**EXERCISE OBJECTIVE**. Please list every line in the records below that contains the word "bald", copying each such line in full.

**DATA SHOWN**.

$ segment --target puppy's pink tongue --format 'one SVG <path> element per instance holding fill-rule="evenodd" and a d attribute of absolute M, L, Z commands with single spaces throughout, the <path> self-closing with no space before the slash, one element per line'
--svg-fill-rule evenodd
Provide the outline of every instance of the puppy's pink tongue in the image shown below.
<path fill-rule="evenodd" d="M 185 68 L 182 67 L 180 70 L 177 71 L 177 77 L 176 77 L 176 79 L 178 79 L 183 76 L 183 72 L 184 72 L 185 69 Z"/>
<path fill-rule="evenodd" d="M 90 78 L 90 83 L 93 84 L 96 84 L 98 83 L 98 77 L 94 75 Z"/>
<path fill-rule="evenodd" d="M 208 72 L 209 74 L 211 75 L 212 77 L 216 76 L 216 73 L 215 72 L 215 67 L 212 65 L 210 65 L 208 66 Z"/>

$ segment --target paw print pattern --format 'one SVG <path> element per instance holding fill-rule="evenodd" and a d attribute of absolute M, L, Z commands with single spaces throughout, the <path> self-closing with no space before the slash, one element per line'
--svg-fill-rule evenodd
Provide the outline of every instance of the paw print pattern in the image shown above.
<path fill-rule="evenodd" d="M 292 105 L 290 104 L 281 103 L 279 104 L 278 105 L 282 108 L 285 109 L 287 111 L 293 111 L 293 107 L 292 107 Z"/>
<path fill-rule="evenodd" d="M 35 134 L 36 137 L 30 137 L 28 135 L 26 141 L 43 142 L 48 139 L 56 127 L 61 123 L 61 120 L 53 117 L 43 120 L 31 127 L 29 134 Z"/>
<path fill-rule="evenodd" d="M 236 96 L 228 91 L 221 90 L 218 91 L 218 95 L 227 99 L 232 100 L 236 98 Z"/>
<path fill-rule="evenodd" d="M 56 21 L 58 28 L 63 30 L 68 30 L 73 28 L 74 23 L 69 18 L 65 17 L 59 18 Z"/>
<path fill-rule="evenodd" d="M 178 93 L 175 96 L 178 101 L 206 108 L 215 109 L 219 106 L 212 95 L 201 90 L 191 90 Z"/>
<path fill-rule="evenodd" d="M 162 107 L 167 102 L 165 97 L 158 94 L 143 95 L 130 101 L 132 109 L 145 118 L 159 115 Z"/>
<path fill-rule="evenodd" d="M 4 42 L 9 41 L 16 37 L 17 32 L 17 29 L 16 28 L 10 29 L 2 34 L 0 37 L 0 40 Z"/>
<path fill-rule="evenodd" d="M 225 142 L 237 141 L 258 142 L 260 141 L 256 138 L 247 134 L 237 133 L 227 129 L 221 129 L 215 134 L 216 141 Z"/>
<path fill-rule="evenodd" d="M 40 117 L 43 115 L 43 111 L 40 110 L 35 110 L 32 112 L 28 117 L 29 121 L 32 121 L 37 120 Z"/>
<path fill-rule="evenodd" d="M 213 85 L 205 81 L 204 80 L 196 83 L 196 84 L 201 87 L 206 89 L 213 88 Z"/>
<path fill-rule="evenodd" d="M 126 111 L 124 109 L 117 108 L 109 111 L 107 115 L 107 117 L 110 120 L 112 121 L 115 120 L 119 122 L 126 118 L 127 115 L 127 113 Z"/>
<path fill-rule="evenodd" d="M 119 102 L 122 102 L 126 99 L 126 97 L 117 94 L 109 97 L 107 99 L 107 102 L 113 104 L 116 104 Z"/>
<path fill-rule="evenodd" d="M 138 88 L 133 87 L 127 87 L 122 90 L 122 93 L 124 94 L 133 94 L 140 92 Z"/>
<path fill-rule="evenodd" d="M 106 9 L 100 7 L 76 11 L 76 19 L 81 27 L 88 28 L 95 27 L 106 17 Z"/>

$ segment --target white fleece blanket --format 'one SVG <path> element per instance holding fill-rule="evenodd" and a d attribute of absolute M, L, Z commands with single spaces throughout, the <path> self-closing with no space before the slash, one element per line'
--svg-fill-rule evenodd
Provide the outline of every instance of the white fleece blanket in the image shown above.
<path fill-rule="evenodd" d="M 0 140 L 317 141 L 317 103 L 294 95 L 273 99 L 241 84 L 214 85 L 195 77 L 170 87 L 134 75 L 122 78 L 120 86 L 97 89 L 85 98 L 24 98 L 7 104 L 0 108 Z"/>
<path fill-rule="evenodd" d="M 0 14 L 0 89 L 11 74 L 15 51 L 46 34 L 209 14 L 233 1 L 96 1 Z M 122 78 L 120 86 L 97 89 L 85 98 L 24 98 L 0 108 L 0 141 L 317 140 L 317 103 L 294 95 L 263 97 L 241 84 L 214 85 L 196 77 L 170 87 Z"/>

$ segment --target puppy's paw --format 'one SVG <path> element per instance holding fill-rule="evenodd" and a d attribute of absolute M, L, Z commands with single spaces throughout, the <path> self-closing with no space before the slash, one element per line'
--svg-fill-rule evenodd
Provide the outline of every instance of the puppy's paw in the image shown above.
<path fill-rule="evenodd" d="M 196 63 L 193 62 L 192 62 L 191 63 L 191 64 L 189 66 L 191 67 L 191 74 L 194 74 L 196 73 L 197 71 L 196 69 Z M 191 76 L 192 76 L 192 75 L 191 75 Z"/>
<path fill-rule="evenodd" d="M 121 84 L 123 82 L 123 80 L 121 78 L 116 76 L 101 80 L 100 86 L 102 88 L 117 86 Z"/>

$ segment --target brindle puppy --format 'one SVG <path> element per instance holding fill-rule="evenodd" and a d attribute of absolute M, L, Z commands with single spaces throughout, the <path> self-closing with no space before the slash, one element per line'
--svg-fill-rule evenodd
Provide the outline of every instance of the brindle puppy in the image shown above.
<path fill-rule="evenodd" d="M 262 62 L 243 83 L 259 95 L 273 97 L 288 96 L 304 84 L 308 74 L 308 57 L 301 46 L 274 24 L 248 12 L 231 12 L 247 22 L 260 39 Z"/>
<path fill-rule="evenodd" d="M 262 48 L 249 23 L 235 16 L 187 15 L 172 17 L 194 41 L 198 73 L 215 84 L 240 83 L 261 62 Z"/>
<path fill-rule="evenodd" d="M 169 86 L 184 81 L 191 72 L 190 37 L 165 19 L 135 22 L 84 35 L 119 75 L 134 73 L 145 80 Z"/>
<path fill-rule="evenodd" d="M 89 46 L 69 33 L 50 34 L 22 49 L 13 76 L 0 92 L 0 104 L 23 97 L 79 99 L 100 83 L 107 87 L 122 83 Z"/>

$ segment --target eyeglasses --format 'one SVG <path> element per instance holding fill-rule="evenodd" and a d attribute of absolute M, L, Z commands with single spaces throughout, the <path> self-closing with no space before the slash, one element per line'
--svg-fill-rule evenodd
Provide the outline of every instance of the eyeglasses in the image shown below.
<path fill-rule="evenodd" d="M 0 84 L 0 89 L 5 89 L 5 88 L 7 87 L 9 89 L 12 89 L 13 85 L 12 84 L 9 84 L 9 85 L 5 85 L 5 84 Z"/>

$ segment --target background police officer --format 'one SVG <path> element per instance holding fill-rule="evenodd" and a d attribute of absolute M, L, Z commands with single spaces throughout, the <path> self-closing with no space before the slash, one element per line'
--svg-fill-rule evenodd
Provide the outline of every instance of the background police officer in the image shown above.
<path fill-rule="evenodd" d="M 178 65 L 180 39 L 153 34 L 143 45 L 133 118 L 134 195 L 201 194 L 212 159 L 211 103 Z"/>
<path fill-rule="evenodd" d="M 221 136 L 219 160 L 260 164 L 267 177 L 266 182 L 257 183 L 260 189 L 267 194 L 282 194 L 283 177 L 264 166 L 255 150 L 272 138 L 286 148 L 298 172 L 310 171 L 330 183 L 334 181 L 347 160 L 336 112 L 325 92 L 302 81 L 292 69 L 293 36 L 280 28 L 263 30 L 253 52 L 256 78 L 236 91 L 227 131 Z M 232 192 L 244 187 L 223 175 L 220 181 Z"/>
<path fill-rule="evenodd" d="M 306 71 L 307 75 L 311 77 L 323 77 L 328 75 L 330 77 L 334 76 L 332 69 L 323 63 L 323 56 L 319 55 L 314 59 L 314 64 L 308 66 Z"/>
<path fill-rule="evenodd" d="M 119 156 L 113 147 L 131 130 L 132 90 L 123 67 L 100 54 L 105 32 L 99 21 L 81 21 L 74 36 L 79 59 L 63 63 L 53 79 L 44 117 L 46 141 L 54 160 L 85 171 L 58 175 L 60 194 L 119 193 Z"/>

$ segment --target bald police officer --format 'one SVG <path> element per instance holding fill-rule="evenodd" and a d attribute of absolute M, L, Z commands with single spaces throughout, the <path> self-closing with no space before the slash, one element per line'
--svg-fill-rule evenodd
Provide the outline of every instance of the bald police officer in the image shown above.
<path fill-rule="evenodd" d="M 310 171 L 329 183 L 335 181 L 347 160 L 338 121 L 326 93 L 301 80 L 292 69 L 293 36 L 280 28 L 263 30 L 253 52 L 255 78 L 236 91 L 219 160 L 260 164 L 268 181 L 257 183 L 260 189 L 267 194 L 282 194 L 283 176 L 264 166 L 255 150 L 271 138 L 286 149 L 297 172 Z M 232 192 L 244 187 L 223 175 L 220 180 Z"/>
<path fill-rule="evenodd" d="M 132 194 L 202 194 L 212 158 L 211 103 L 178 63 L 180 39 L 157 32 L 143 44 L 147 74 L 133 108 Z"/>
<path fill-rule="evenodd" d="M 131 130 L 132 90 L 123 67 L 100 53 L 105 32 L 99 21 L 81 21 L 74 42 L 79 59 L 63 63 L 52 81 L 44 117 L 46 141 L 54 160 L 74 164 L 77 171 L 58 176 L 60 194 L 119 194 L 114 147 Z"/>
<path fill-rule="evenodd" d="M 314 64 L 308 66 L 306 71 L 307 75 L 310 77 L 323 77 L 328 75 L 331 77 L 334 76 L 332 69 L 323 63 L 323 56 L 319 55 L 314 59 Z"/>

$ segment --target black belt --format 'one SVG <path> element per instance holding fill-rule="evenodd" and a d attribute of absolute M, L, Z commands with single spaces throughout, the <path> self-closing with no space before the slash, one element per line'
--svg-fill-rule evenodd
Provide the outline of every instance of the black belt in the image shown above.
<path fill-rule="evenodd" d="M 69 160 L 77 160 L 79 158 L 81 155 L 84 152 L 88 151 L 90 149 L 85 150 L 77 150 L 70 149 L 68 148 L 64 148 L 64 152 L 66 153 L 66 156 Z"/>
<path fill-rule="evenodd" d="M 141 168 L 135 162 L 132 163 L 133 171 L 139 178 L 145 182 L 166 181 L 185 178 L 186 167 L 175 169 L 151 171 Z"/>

**ANSWER FOR THE TASK**.
$ segment --target bald police officer --format 'one SVG <path> element per instance holding fill-rule="evenodd" and a d attribute of absolute M, L, Z commands with single spaces throughout, the <path> self-closing with no space before the slash, one element per line'
Provide the outline of every instance of the bald police officer in the image shown above.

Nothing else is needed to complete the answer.